Natural language region descriptions
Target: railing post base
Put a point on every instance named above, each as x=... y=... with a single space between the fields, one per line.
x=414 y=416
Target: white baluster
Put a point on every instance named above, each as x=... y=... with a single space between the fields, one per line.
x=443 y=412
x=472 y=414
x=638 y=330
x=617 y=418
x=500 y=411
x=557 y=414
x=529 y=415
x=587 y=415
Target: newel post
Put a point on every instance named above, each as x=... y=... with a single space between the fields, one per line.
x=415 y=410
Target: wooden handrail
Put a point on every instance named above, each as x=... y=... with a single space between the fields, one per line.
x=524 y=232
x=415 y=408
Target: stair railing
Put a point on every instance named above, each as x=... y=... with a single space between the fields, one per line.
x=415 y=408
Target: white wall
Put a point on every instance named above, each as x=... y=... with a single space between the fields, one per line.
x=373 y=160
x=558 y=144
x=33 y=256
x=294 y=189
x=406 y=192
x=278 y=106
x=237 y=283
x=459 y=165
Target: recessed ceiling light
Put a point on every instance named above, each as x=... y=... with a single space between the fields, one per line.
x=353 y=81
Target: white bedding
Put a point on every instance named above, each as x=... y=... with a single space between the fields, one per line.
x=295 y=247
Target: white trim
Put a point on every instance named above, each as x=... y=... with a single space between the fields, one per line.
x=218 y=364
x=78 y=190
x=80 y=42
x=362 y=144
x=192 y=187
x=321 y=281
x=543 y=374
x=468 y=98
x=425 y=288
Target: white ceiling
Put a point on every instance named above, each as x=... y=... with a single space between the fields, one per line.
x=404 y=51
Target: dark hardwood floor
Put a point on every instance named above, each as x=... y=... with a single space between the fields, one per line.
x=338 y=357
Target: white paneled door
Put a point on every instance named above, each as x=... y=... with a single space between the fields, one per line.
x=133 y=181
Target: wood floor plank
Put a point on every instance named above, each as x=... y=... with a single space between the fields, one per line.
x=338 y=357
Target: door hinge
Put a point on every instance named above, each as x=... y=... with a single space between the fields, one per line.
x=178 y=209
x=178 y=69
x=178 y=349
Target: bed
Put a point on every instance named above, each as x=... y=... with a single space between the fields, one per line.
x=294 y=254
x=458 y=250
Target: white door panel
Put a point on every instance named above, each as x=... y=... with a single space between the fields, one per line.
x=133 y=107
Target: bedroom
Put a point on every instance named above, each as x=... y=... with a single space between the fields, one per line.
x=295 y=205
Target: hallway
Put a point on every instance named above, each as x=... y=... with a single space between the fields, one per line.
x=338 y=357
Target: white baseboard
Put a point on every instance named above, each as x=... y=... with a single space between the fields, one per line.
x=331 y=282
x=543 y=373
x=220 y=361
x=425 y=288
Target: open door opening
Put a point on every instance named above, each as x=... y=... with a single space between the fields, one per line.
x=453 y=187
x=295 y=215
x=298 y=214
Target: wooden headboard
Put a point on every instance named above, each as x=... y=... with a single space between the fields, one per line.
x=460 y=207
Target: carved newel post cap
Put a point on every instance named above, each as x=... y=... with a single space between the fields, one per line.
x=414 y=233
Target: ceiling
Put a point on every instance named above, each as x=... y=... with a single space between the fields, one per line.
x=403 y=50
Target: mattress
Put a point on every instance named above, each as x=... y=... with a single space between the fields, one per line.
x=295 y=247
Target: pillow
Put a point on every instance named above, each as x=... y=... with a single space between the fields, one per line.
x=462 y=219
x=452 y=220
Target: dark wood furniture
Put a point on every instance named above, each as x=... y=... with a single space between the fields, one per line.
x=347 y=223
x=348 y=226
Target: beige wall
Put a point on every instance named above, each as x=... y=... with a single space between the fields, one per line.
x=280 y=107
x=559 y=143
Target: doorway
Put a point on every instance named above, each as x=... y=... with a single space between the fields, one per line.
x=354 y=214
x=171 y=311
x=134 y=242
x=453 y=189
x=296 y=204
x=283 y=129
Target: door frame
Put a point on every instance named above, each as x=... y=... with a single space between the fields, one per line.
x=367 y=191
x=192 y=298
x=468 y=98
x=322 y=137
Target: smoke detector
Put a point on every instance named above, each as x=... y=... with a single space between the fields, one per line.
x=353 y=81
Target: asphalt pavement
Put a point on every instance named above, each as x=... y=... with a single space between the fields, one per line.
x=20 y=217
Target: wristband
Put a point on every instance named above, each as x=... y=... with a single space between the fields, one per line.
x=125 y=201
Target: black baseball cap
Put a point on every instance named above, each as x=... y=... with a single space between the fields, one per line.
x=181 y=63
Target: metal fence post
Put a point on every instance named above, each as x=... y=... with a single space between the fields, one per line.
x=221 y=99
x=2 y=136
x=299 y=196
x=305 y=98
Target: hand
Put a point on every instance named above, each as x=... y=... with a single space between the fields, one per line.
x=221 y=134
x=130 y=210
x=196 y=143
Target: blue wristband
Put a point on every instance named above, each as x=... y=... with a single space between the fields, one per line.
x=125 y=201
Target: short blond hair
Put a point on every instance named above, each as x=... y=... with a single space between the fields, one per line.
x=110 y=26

#### YOUR TASK:
Among the lines above, count those containing the string "railing"; please give the count alone.

#### SOLUTION TO THIS TASK:
2